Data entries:
^^^^^^^^^^^^^^^^

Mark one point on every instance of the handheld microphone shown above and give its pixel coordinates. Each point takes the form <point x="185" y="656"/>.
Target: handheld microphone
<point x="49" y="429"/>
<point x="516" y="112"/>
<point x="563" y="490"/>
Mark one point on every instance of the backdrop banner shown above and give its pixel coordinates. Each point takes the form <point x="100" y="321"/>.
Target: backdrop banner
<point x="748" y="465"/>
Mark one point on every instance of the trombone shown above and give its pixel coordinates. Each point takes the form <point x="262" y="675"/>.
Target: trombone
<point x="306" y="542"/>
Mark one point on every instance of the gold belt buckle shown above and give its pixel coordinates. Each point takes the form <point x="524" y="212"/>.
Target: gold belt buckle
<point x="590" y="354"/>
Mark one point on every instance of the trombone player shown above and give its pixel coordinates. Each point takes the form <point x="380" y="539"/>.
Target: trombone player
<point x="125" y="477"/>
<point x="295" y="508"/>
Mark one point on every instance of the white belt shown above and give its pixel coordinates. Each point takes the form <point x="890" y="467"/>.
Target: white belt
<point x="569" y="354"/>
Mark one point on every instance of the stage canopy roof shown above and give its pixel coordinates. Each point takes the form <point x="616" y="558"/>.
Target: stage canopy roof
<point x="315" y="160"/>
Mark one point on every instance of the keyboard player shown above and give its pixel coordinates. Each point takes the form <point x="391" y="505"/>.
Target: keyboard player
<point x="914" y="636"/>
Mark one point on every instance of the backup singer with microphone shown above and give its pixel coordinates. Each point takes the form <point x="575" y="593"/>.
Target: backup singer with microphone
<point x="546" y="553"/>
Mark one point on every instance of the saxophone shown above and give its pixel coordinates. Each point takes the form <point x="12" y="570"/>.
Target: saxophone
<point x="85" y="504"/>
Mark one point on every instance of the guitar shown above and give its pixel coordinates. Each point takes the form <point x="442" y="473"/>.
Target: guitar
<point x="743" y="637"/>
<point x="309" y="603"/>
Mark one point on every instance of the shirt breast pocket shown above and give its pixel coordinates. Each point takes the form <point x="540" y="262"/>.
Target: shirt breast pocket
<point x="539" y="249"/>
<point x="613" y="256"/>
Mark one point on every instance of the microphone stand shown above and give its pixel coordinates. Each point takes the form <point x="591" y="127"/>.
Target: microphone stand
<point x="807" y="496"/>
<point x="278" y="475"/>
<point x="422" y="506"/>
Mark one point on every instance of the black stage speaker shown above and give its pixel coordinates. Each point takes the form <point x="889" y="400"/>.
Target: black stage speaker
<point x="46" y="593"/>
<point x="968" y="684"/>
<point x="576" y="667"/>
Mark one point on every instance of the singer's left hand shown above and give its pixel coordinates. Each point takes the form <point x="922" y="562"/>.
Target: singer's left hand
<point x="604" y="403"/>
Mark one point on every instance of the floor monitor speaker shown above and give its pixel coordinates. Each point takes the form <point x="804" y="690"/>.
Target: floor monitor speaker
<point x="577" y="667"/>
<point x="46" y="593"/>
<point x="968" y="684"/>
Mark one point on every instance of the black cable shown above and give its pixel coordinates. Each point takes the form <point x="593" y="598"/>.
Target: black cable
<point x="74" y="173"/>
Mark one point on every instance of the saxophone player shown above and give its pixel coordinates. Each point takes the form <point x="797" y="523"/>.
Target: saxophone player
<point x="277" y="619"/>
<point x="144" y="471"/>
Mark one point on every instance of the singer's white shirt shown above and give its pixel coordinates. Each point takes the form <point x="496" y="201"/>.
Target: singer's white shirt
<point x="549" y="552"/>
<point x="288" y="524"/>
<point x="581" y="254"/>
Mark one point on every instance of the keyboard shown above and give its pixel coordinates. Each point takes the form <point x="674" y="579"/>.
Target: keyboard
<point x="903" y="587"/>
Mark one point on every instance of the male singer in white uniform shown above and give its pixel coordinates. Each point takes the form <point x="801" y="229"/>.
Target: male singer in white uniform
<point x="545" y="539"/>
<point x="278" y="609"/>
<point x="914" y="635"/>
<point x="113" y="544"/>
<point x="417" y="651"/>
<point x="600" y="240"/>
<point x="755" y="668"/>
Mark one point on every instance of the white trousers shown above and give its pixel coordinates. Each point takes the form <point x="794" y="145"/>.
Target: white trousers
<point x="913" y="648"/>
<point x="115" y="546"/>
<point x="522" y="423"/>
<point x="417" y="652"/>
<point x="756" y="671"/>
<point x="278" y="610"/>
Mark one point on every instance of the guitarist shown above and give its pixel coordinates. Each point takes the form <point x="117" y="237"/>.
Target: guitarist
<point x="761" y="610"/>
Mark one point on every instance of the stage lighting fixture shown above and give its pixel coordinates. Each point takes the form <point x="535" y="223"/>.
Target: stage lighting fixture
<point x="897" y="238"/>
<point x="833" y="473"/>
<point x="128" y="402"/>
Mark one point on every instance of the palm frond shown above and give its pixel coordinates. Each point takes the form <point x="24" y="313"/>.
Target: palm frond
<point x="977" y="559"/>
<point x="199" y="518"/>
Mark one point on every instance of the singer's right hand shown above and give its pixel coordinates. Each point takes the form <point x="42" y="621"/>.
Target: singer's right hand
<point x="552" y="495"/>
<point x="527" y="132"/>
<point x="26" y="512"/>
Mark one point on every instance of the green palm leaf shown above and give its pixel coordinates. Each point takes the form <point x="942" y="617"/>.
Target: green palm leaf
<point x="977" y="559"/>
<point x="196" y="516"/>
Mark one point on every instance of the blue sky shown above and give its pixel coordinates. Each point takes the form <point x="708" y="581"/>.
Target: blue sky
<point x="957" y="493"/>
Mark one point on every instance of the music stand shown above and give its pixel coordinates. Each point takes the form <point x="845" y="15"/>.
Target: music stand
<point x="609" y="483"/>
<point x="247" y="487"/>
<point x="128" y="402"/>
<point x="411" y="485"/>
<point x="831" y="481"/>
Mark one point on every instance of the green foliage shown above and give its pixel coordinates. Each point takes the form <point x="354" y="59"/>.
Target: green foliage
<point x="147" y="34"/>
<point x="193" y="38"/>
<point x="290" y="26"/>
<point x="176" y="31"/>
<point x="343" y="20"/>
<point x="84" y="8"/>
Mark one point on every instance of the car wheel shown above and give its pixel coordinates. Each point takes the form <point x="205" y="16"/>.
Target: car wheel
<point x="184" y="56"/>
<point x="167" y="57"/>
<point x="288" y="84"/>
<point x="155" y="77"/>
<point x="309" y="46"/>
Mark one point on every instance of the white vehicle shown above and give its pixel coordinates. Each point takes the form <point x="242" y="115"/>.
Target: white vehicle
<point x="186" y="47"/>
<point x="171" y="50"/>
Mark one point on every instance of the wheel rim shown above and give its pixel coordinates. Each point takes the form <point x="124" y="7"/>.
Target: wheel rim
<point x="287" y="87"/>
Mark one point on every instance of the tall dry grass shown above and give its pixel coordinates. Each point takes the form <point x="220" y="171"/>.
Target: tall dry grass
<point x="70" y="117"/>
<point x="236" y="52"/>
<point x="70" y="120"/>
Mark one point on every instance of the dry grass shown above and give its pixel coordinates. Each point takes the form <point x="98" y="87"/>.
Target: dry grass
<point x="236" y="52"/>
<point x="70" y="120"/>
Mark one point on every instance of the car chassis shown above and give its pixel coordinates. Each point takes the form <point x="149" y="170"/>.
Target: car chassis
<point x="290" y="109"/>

^^^^^^^^^^^^^^^^

**WHAT YOU SHOULD DO**
Nothing in the data may be omitted; transcribe it exactly.

**RESULT FOR THIS EXERCISE**
Mark one point on every instance of the handheld microphone shown above and give its pixel coordinates. Each point takes the form <point x="185" y="656"/>.
Target: handheld microphone
<point x="49" y="429"/>
<point x="516" y="112"/>
<point x="563" y="490"/>
Mark one point on every instance of the backdrop banner shown above and give its pixel coordinates. Each point takes the form <point x="100" y="321"/>.
Target: backdrop banner
<point x="748" y="465"/>
Mark one point on every instance of the trombone shown above and give its pixel coordinates. Each point takes the form <point x="262" y="675"/>.
Target: trombone
<point x="306" y="542"/>
Mark one point on every instance of the gold belt buckle shown above and give its pixel coordinates. Each point takes the form <point x="524" y="212"/>.
Target: gold belt buckle
<point x="590" y="354"/>
Mark one point on every instance of the trombone player shown above and give its pixel coordinates. Each point takes the form <point x="380" y="539"/>.
Target: trombone player
<point x="125" y="477"/>
<point x="295" y="508"/>
Mark one point on every instance of the white belt shown above and give its pixel coordinates. Each point takes the form <point x="890" y="467"/>.
Target: white belt
<point x="569" y="354"/>
Mark one point on every instance of the stage canopy roof shown above and give its pixel coordinates. Each point takes the form <point x="616" y="558"/>.
Target: stage canopy roof
<point x="315" y="160"/>
Mark one point on every instance of the keyboard player shown above and give its pixel coordinates. Each point takes the form <point x="391" y="505"/>.
Target: keyboard player
<point x="914" y="636"/>
Mark one point on every instance of the backup singer with microphone shown above and give its pixel coordinates. Each point takes the form <point x="575" y="593"/>.
Target: backup singer with microphone
<point x="546" y="553"/>
Mark one point on every instance of the saxophone shown above and give its pixel coordinates. Each point takes the form <point x="12" y="570"/>.
Target: saxophone
<point x="85" y="504"/>
Mark one point on every instance of the guitar shown above and give its pixel coordinates. Each point takes the form <point x="442" y="473"/>.
Target: guitar
<point x="743" y="637"/>
<point x="309" y="603"/>
Mark one point on every instance of the shirt breast pocket shown above and give its pixel coordinates. Each point takes the form <point x="540" y="262"/>.
Target: shirt breast pocket
<point x="539" y="249"/>
<point x="613" y="256"/>
Mark one point on every instance of the microphone stand shown above and give its pixel coordinates. Each point takes the form <point x="591" y="127"/>.
Target: microphone stand
<point x="807" y="496"/>
<point x="278" y="475"/>
<point x="422" y="506"/>
Mark one point on every instance of the black stage speaker shown above and give its pixel coordinates. Each point takes the form <point x="889" y="400"/>.
Target: black stage speaker
<point x="46" y="593"/>
<point x="968" y="684"/>
<point x="576" y="667"/>
Mark one point on every instance of the singer's left hand shown above and give its pixel coordinates. Each point takes the form <point x="922" y="562"/>.
Target: singer's left hand
<point x="604" y="403"/>
Mark one point on every instance of the floor monitor speaker shown above and give its pixel coordinates. Each point takes the form <point x="804" y="690"/>.
Target: floor monitor speaker
<point x="577" y="667"/>
<point x="46" y="593"/>
<point x="968" y="684"/>
Mark one point on every instance of the black cable shown above and give its pixel coordinates. Each point takes the form <point x="593" y="598"/>.
Target: black cable
<point x="74" y="173"/>
Mark one point on every instance of the saxophone player shown above and give its pixel coordinates. Each point takes the form <point x="797" y="523"/>.
Target: saxophone player
<point x="277" y="619"/>
<point x="144" y="471"/>
Mark one point on every instance of the singer's white shirt shown above and give its pixel coordinates. Each point takes the form <point x="496" y="201"/>.
Target: singer's white shirt
<point x="549" y="552"/>
<point x="288" y="524"/>
<point x="581" y="254"/>
Mark one point on every instance of the keyboard shown above and give its pixel coordinates. Each point takes the form <point x="674" y="579"/>.
Target: keyboard
<point x="903" y="587"/>
Mark one point on every instance of the male singer in white uniform shown above and give its pixel coordinates. Each point takes the form <point x="801" y="229"/>.
Target: male singer in white uniform
<point x="545" y="539"/>
<point x="278" y="609"/>
<point x="914" y="635"/>
<point x="113" y="544"/>
<point x="417" y="651"/>
<point x="600" y="240"/>
<point x="755" y="668"/>
Mark one point on every instance of the white trousers shown above and give its pixel coordinates. Each point takes the form <point x="794" y="145"/>.
Target: white trousers
<point x="913" y="648"/>
<point x="115" y="546"/>
<point x="522" y="423"/>
<point x="417" y="652"/>
<point x="756" y="671"/>
<point x="278" y="610"/>
Mark one point on every instance of the guitarist shown above and give its pixel coordinates. Each point takes the form <point x="117" y="237"/>.
Target: guitarist
<point x="761" y="610"/>
Mark one point on every instance of the stage lighting fixture shown above and give its pixel coordinates. Each point takes the form <point x="535" y="223"/>.
Target: stage lighting fixture
<point x="897" y="238"/>
<point x="833" y="473"/>
<point x="128" y="402"/>
Mark one point on every instance of the palm frond shown above and give its pixel coordinates. Each point takes the form <point x="24" y="313"/>.
Target: palm frond
<point x="977" y="559"/>
<point x="199" y="518"/>
Mark one point on every instance of the singer's right hand shown above and give its pixel coordinates. Each point takes the form <point x="42" y="621"/>.
Target: singer's right hand
<point x="552" y="495"/>
<point x="527" y="132"/>
<point x="26" y="512"/>
Mark one point on every instance of the green palm leaf shown above and give its pixel coordinates. Each point takes the form <point x="942" y="617"/>.
Target: green palm leaf
<point x="977" y="559"/>
<point x="196" y="516"/>
Mark one point on every instance of the blue sky shown above and give its pixel coordinates. Each point takes the form <point x="708" y="581"/>.
Target: blue sky
<point x="957" y="493"/>
Mark one point on every instance of the music stand shown above and give its pixel coordinates. Each point takes the form <point x="845" y="15"/>.
Target: music stand
<point x="609" y="483"/>
<point x="247" y="487"/>
<point x="128" y="402"/>
<point x="411" y="485"/>
<point x="831" y="481"/>
Mark one point on every instance of the green foliage shown above and give its pixel coordinates. Each point takes the form <point x="354" y="59"/>.
Target: green foliage
<point x="147" y="34"/>
<point x="193" y="38"/>
<point x="290" y="26"/>
<point x="176" y="31"/>
<point x="343" y="20"/>
<point x="84" y="8"/>
Mark one point on every instance of the car wheel shown above and give its pixel coordinates. Each point takes the form <point x="205" y="16"/>.
Target: car wheel
<point x="184" y="56"/>
<point x="167" y="57"/>
<point x="288" y="84"/>
<point x="155" y="77"/>
<point x="309" y="46"/>
Mark one point on every instance of the white vehicle shown above and give its pixel coordinates. Each point takes the form <point x="242" y="115"/>.
Target: white vehicle
<point x="186" y="47"/>
<point x="171" y="50"/>
Mark one point on every instance of the wheel rim shown above and give its pixel coordinates. Each point takes the form <point x="124" y="7"/>.
Target: wheel rim
<point x="287" y="87"/>
Mark one point on every instance of the tall dry grass shown above and give its pixel coordinates. Each point takes the form <point x="220" y="171"/>.
Target: tall dry grass
<point x="70" y="117"/>
<point x="236" y="52"/>
<point x="70" y="120"/>
Mark one point on every instance of the dry grass shown above and give its pixel coordinates. Each point takes the form <point x="98" y="87"/>.
Target: dry grass
<point x="236" y="52"/>
<point x="70" y="120"/>
Mark one point on every instance of the car chassis shown above and give its pixel coordinates. Each point takes the form <point x="149" y="170"/>.
Target: car chassis
<point x="290" y="109"/>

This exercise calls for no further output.